* [Short task] Rewrite only the lines starting at the one containing "instruction = locate the rock" and ending at the one containing "xmin=240 ymin=220 xmax=512 ymax=282", requests included, with every bounding-box coordinate in the answers multiplied by 1.35 and rounded to a whole number, halves rounded up. Leave the numbers in the requests and their format samples unchanged.

* [Extracted entries]
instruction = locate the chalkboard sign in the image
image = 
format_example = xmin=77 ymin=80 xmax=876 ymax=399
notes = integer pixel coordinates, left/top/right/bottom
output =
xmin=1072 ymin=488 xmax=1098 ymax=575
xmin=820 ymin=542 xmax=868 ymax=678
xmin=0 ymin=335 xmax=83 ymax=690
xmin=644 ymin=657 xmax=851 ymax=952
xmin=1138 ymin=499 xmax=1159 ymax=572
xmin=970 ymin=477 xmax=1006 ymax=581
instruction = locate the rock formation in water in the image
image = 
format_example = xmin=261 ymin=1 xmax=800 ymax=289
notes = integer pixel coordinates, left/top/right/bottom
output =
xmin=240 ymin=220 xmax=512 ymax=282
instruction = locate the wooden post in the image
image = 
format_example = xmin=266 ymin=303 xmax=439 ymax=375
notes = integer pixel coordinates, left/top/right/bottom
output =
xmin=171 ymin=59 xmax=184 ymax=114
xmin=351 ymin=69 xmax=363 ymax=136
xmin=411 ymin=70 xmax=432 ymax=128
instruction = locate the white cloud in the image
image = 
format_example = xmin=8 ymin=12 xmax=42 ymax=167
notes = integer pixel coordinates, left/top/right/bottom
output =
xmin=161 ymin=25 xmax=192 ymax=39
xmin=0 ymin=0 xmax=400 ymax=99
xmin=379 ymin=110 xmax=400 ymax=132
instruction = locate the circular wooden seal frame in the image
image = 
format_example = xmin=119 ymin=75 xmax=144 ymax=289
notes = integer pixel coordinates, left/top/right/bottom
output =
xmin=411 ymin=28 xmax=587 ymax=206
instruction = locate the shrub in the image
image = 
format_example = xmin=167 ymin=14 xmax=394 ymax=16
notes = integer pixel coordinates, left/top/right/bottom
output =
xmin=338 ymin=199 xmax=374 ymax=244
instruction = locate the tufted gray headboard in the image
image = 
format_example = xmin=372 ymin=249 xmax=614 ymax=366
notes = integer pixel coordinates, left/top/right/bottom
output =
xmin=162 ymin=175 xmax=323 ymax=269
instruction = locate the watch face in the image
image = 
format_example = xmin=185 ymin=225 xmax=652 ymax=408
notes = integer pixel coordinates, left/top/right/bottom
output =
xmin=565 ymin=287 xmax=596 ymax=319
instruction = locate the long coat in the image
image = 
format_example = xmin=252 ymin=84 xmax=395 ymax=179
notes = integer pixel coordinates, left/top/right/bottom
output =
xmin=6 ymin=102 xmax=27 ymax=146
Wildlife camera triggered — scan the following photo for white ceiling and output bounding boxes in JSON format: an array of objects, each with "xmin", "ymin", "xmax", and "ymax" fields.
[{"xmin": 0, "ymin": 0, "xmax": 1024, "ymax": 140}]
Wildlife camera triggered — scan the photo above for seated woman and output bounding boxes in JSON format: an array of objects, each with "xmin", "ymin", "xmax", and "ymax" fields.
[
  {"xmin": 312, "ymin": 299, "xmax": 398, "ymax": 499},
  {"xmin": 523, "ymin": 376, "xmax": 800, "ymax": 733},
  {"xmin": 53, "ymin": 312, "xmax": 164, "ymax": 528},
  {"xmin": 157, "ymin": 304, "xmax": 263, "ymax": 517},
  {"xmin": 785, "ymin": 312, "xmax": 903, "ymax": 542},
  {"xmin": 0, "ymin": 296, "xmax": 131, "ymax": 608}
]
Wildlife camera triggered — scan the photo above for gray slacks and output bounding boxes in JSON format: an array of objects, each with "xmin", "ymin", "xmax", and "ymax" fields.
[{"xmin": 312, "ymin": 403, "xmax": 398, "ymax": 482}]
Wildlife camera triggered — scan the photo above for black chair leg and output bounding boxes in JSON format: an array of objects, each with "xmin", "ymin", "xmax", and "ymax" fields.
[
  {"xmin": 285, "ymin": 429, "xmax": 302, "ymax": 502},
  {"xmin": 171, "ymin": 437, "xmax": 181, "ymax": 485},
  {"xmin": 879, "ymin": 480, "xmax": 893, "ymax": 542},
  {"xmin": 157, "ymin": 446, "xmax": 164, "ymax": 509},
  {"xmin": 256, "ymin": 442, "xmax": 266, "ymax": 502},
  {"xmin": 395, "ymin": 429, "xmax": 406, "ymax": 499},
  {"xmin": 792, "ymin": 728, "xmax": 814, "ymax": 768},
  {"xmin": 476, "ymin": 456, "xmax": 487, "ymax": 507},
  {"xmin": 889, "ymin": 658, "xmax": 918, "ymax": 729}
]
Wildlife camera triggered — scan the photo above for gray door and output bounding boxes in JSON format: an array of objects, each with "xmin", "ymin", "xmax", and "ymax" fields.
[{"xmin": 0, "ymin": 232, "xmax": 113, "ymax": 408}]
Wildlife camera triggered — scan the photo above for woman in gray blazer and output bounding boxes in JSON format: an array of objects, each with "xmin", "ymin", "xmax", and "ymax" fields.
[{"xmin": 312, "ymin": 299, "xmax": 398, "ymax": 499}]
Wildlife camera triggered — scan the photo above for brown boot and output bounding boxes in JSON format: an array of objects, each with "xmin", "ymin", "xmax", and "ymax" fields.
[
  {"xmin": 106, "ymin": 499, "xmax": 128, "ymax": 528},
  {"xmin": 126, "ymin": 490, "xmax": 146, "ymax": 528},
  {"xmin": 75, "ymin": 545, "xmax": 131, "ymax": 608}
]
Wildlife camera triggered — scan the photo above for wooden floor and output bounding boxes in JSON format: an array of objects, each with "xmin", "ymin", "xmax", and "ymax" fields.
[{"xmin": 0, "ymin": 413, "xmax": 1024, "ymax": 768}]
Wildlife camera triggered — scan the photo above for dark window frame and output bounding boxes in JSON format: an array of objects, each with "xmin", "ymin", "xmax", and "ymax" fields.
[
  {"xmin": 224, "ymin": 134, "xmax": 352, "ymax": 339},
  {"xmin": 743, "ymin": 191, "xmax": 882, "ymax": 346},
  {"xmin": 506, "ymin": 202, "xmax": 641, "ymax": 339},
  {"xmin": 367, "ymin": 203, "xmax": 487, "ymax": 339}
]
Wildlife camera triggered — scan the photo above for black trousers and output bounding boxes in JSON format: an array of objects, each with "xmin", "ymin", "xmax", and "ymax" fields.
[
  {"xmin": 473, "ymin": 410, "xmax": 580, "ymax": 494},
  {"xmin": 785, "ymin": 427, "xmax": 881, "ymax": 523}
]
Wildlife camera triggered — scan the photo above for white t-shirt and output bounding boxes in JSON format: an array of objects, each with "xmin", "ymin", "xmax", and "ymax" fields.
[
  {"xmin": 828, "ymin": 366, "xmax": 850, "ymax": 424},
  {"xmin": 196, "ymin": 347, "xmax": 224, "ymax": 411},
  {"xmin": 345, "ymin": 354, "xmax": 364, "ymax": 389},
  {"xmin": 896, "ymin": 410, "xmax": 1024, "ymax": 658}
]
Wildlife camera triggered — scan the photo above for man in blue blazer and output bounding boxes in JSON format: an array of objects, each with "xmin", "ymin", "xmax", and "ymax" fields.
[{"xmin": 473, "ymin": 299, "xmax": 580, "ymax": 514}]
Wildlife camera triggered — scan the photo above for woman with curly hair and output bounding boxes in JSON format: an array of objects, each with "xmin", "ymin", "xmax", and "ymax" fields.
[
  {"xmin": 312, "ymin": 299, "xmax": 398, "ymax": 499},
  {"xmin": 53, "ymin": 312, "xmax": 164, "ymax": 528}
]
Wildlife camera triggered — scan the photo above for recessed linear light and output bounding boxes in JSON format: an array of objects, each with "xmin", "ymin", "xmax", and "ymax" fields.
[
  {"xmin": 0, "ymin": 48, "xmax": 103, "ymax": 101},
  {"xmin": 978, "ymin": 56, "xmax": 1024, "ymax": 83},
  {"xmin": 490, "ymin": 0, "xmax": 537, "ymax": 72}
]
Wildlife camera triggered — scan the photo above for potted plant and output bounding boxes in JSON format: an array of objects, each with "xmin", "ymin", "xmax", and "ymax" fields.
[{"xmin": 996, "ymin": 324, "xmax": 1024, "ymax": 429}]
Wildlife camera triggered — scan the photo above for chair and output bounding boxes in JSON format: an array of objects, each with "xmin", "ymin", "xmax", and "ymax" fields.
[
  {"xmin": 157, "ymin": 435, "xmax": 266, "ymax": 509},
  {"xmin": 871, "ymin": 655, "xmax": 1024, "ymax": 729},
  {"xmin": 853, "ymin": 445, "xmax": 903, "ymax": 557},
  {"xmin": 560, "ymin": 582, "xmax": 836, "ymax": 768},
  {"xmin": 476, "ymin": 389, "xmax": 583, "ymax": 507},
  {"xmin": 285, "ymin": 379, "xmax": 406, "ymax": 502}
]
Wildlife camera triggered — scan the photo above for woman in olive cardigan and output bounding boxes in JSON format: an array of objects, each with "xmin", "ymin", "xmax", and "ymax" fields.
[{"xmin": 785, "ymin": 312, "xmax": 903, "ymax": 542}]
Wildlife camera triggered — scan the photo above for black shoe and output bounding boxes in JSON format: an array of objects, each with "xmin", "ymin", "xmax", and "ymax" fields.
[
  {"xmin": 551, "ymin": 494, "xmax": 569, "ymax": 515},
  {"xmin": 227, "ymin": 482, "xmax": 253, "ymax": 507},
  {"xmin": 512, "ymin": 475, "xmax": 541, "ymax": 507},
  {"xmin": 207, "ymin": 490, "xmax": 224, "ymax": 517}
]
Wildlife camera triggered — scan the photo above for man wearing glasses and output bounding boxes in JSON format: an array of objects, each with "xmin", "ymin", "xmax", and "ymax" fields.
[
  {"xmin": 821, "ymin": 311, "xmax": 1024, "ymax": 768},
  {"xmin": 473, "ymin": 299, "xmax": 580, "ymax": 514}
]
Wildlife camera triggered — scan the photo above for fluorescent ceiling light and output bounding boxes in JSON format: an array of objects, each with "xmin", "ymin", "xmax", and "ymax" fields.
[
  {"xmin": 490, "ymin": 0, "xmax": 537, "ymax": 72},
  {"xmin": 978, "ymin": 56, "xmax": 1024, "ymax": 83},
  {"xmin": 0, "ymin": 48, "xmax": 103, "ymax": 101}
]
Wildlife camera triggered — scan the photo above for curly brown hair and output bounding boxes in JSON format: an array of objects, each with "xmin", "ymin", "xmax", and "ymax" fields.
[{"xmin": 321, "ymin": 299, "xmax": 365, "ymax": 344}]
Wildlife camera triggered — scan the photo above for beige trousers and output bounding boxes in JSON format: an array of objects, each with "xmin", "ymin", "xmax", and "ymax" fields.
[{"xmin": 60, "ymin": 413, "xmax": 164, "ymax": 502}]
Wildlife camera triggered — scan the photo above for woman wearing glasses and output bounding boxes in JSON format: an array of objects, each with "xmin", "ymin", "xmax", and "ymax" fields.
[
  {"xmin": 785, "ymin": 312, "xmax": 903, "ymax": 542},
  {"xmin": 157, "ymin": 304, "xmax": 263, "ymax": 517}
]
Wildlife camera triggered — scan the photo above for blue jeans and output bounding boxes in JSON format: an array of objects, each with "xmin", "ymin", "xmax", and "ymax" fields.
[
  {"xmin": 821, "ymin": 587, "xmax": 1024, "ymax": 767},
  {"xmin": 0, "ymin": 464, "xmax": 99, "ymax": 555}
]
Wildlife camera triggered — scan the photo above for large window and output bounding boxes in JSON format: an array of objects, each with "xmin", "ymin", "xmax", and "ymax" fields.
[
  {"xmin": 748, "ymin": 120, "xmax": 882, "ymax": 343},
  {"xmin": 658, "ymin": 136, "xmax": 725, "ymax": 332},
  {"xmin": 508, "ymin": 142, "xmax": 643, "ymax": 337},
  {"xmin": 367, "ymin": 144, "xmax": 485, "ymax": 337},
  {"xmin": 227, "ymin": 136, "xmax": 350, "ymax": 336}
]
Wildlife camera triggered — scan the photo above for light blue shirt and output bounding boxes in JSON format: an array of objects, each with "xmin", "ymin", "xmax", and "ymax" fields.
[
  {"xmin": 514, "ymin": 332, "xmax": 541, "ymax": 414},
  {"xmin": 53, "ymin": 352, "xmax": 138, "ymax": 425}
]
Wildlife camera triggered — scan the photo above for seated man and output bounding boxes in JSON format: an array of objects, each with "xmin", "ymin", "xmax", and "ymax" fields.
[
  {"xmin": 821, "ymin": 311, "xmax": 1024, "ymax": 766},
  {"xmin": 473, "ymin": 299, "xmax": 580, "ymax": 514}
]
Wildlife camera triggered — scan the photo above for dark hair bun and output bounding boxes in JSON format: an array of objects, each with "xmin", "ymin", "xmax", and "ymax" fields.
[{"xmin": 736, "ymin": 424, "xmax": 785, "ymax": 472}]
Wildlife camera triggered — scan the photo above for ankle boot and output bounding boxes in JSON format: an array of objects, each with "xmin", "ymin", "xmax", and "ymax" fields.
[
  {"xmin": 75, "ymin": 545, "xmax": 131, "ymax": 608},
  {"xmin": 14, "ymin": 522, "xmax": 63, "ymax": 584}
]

* [Written solution]
instruction = locate the rock formation in water in the image
image = 
format_example = xmin=261 ymin=1 xmax=800 ymax=289
notes = integer pixel coordinates, left/top/right/bottom
output =
xmin=324 ymin=297 xmax=691 ymax=381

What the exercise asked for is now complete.